[Point-per-instance localization data]
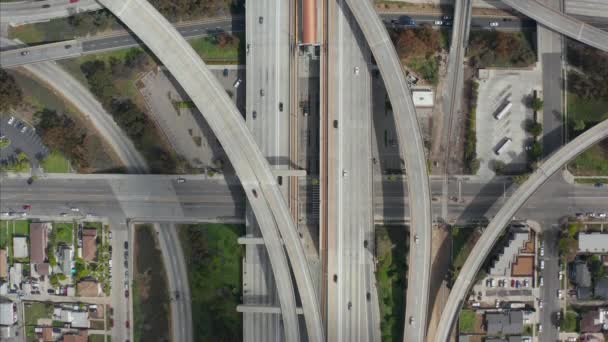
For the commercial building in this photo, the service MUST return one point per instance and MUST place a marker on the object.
(3, 264)
(20, 247)
(423, 97)
(89, 288)
(505, 323)
(89, 244)
(592, 243)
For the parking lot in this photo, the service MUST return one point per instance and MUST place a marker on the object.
(497, 88)
(23, 138)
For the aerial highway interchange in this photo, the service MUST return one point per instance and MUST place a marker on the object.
(258, 146)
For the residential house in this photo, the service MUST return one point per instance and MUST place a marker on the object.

Problem description:
All of the data above should be printed again exactly, though none of the pictures belong in the copy.

Exercise output:
For the commercial building in this photo, the service MUST return one point per instance and MUST place a marker on the object.
(3, 264)
(20, 247)
(423, 97)
(89, 288)
(505, 323)
(89, 244)
(592, 243)
For the parking lot in this photo, the service MUST return one point per instance and MUST place a marker on the object.
(497, 88)
(23, 138)
For the aerial highway interchange in this photo, the service MUST return one point per instance and MUST place a marker on the object.
(258, 146)
For the residential house in this photo, the service MUST return one point per instance and MUST place a marker on the object.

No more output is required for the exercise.